▸ **Given exercise a**
In the parenting post, what did the woman in the bank ask about TJ?

▸ **Text extract**
[Begin]

As I sat in a bank, minding my own business, a lady came up to me and TJ to strike up conversation. I thought it would be the usual ‘he’s gorgeous, how old, blah blah blah’ chit chat, which we do get from random strangers pretty often. I usually love it too. But instead, she asked me if TJ was walking yet. When I said yes, she said ‘that’s good – the only problem is that he’s still quite large isn’t he’. I smiled through gritted teeth, mumbled something about his healthy appetite and made a quick exit.

Although the bluntness of this maybe well-intended exchange is a rarity, there’s nothing like parenthood to make you feel like you’re living your life under a microscope. It can sometimes feel like every move you make is under constant scrutiny from other parents, people who are grandparents to children other than your own or people haven’t become parents for themselves yet.

It doesn’t seem to matter what I am doing – whether I am letting TJ get away with murder as he runs riot or when I do my best to discipline an 18-month-old, I always feel like there’s a disapproving look or a wagging tongue just over my shoulder. And, because I have ears which can hear things, sadly I know I am not always too far from the truth. Today’s encounter isn’t the first time something like this has happened and I fear that it won’t be the last.

[End]

▸ **Given exercise b**
Transcribe the record below line for line without changes, and leave the picture out of your answer.

▸ **Supplied information**
[Begin]

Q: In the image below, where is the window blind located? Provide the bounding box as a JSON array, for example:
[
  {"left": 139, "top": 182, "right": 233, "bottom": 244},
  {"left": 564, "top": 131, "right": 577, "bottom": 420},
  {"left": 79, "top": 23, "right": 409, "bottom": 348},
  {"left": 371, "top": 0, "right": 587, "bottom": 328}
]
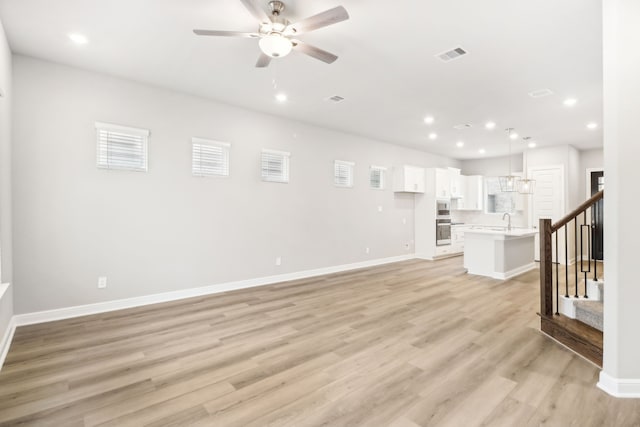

[End]

▸ **Full output a**
She asked whether TJ was walking yet.

▸ **Full output b**
Q: In the image below, where is the window blind located? Provide the bounding box as a JSON array, for example:
[
  {"left": 139, "top": 182, "right": 233, "bottom": 244},
  {"left": 564, "top": 131, "right": 577, "bottom": 420},
  {"left": 79, "top": 23, "right": 409, "bottom": 348},
  {"left": 371, "top": 0, "right": 587, "bottom": 328}
]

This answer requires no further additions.